__EXERCISE TASK 1__:
Answer these questions about the article on Pablo Echaurren:
(a) Where was the exhibition "Pablo Echaurren: Iconoclast" held?
(b) What are the dimensions of the collage Fantasie?
(c) Who founded Italian Futurism, and in what year?

__ARTICLE__:
Article read level: Art lover

Associated media

Pablo Echaurren (b. 1951) Fantasie, 1995 Collage on paper, 50 x 70 cm Courtesy Galleria d’Arte Maggiore, Bologna (Italy)

Pablo Echaurren’s work suggests that the modernist avant-garde’s anarchic impulse still resonates in popular culture, says Peter Jones

Pablo Echaurren: Iconoclast by Sandro Parmiggiani

The relevance of the past to today was addressed in a recent exhibition at the Estorick Collection, London ‘Pablo Echaurren: Iconoclast’ (now closed). It featured recent collages by the artist and author Pablo Echaurren (b.1951) who is son of the Chilean surrealist Roberto Matta (1911–2002). His collages represent a dialogue with Italian Futurism,  the avant-garde art movement founded in 1909 by the writer and poet F. T. Marinetti (1876–1944).

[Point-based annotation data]
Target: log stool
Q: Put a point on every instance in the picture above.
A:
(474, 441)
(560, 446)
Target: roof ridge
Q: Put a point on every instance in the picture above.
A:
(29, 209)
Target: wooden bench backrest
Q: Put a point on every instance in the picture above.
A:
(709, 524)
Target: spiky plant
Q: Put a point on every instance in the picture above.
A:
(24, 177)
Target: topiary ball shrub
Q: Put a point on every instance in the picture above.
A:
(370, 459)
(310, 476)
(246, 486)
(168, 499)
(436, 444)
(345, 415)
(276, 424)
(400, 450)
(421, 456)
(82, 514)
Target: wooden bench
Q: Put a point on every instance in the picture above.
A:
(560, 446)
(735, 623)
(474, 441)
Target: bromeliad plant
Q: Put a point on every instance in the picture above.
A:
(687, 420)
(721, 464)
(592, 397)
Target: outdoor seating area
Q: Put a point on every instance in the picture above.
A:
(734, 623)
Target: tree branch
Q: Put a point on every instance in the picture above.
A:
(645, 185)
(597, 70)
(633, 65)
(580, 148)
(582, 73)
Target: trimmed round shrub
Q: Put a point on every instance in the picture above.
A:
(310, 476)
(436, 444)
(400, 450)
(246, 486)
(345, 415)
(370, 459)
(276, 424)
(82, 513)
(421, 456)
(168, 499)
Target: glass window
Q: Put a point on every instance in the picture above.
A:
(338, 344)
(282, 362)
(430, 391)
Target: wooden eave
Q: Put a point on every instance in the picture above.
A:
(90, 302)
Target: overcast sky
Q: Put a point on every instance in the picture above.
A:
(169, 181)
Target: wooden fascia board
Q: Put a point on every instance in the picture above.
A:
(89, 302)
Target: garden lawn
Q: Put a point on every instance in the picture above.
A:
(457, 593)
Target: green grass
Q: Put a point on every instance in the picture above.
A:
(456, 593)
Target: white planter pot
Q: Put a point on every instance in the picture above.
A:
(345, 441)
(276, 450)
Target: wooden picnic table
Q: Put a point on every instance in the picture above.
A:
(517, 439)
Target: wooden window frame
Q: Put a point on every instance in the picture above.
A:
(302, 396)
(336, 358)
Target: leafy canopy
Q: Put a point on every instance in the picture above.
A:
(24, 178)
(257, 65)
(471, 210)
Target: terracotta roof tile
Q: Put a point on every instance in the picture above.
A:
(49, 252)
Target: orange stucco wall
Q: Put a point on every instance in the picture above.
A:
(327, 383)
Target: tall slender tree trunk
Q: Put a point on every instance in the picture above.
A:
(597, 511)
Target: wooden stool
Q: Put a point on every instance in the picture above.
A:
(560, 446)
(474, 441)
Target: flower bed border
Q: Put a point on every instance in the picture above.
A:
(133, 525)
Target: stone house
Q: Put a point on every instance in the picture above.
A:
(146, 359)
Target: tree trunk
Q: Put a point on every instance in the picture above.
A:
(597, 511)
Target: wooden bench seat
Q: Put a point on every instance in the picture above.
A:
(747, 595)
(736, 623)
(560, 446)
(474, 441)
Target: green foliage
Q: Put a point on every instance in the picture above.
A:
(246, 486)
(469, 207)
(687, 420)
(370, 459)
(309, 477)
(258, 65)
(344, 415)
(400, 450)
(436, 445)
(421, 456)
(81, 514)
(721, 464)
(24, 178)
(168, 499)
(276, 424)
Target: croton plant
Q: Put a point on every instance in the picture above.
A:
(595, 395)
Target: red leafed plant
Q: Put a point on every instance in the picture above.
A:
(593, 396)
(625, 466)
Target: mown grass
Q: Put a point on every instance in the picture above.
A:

__EXERCISE TASK 2__:
Reproduce the records verbatim, everything from the line containing "Target: wooden bench seat" down to the last line of the records, with both ends included.

__EXERCISE OUTPUT 1__:
(a) At the Estorick Collection, London.
(b) 50 x 70 cm.
(c) The writer and poet F. T. Marinetti, in 1909.

__EXERCISE OUTPUT 2__:
Target: wooden bench seat
Q: Put a point on every instance in the picture above.
A:
(747, 595)
(736, 623)
(560, 446)
(474, 441)
Target: green foliage
Q: Put a point on every instance in the picture above.
A:
(246, 486)
(469, 207)
(687, 420)
(370, 459)
(309, 477)
(258, 65)
(344, 415)
(400, 450)
(436, 445)
(421, 456)
(81, 514)
(721, 464)
(24, 178)
(168, 499)
(276, 424)
Target: croton plant
Q: Put a point on every instance in the picture above.
A:
(595, 395)
Target: red leafed plant
Q: Put a point on every instance in the picture above.
A:
(593, 396)
(625, 466)
Target: mown grass
Q: Put a point on every instance in the picture above.
A:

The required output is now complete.